### TEXT SEGMENT
Question

find the vertex and focus of the parabola: y² + 12y - 4x + 48 = 0 vertex = (?, ) focus = (, )

Explanation:

Step1: Rewrite the equation in standard form

Complete the square for the $y$ - terms.
\[

$$\begin{align*} y^{2}+12y - 4x+48&=0\\ y^{2}+12y&=4x - 48\\ y^{2}+12y + 36&=4x-48 + 36\\ (y + 6)^{2}&=4(x - 3) \end{align*}$$

\]

Step2: Identify the vertex

For a parabola of the form $(y - k)^{2}=4p(x - h)$, the vertex is $(h,k)$.
Comparing $(y + 6)^{2}=4(x - 3)$ with $(y - k)^{2}=4p(x - h)$, we have $h = 3$ and $k=-6$. So the vertex is $(3,-6)$.

### EXTRACTED INFORMATION
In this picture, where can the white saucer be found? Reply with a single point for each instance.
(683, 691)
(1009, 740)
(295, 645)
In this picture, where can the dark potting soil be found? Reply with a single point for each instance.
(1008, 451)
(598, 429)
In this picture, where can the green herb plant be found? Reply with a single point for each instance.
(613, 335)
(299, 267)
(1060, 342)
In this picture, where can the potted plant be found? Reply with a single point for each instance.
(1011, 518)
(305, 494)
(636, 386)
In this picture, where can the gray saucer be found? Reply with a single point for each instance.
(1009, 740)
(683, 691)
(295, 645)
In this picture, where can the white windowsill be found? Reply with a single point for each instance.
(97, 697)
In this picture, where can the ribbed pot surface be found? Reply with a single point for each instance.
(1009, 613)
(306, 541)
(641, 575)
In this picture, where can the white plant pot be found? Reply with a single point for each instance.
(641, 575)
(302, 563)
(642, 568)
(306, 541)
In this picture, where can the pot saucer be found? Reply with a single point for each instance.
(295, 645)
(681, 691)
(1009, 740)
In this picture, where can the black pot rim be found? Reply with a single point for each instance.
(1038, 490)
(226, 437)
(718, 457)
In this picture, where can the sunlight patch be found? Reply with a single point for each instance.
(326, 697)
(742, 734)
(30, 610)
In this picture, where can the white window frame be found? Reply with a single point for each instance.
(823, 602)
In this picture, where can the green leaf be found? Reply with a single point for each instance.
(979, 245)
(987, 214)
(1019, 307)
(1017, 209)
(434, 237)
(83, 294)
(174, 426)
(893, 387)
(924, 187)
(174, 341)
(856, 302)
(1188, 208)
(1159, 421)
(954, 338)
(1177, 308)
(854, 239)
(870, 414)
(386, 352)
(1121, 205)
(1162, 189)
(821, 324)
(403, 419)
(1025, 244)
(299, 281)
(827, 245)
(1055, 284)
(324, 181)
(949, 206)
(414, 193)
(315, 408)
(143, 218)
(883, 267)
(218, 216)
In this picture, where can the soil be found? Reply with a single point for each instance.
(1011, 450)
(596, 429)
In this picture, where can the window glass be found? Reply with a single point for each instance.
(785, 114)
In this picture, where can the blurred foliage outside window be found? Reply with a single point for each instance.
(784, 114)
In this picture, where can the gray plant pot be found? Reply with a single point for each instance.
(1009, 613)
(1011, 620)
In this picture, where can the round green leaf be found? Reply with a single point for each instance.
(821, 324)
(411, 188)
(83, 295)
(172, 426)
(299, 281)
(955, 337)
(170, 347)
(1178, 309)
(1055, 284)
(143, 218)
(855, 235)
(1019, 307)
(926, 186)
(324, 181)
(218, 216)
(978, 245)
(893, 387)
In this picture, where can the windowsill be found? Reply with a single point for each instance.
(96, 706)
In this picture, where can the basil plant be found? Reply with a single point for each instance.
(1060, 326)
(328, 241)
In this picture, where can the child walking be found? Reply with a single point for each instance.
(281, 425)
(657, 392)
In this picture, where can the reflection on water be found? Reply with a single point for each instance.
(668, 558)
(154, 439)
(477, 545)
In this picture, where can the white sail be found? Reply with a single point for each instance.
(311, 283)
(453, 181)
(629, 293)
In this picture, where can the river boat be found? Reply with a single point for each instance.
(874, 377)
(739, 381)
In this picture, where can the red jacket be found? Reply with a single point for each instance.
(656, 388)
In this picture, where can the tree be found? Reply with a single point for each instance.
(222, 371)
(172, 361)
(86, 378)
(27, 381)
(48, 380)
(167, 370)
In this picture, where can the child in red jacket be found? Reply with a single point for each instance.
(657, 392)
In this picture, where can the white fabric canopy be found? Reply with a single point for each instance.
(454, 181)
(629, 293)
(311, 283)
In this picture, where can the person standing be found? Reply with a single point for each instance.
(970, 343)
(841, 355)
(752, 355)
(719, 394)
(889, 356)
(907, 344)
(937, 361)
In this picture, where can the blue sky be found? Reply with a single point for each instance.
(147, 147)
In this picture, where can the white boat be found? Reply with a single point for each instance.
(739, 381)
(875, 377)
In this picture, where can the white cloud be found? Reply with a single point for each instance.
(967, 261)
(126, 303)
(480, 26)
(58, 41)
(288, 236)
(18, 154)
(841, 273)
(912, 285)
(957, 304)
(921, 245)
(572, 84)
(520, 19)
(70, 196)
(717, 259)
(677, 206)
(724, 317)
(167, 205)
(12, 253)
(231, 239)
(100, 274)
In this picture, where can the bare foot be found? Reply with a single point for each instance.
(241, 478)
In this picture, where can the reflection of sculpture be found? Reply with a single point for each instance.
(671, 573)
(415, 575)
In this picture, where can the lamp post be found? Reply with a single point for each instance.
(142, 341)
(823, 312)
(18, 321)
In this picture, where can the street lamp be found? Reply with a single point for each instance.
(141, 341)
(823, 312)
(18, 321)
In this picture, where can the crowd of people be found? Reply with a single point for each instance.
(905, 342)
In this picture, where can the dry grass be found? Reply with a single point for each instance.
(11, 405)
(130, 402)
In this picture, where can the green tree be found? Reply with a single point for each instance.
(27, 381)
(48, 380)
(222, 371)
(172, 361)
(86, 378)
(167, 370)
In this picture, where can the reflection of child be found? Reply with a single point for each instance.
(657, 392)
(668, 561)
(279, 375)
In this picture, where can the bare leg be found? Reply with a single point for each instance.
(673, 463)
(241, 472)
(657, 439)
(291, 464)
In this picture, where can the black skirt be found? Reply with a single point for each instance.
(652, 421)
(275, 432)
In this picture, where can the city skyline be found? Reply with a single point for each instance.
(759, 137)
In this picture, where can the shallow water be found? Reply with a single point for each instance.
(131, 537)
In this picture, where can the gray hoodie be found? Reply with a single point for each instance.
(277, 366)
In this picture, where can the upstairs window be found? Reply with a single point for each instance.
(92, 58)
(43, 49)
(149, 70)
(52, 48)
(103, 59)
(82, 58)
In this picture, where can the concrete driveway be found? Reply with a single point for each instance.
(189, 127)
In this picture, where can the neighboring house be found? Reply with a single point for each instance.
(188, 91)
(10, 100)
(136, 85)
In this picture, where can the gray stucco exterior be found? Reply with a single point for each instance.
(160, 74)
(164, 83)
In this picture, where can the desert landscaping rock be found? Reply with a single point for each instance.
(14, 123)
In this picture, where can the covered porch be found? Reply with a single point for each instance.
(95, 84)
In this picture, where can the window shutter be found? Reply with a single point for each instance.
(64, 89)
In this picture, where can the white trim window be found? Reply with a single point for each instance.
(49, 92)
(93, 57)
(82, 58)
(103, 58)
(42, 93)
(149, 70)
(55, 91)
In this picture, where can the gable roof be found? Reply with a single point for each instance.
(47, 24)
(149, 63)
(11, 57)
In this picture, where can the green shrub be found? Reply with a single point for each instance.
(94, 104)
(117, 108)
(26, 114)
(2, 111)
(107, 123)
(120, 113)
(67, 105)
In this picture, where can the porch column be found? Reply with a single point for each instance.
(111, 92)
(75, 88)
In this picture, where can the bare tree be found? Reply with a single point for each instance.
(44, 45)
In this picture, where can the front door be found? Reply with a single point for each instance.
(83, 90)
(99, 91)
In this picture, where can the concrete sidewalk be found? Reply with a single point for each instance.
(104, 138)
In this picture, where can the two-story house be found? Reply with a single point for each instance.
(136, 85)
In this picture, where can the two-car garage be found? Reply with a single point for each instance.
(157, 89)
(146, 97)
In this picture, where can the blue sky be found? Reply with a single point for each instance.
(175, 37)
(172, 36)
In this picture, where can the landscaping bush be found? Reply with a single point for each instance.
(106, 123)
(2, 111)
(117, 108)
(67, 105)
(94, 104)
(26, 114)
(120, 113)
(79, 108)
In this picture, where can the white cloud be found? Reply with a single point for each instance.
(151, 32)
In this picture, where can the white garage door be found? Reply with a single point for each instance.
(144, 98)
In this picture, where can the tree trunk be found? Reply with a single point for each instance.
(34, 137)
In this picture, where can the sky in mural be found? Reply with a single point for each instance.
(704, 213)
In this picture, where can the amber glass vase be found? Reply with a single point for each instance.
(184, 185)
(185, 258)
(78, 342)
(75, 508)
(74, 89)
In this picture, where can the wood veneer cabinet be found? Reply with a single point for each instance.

### REQUIREMENTS
1) Answer these questions about the parabola solution:
(a) What number is added to both sides when the square is completed for the y-terms?
(b) What equation results from rewriting in standard form?
(c) What vertex does the solution give?
2) Write the next part of the parabola solution, picking up right after the vertex is found.
The listing is not needed for this work.

### EXPECTED OUTPUTS
1)
(a) 36
(b) (y + 6)² = 4(x − 3)
(c) (3, −6)

2)
Step3: Identify the value of $p$ and the focus

For the equation $(y - k)^{2}=4p(x - h)$, we have $4p = 4$, so $p = 1$.
The focus of a parabola of the form $(y - k)^{2}=4p(x - h)$ is $(h + p,k)$.
Substituting $h = 3$, $k=-6$ and $p = 1$ into the formula for the focus, we get $(3 + 1,-6)=(4,-6)$.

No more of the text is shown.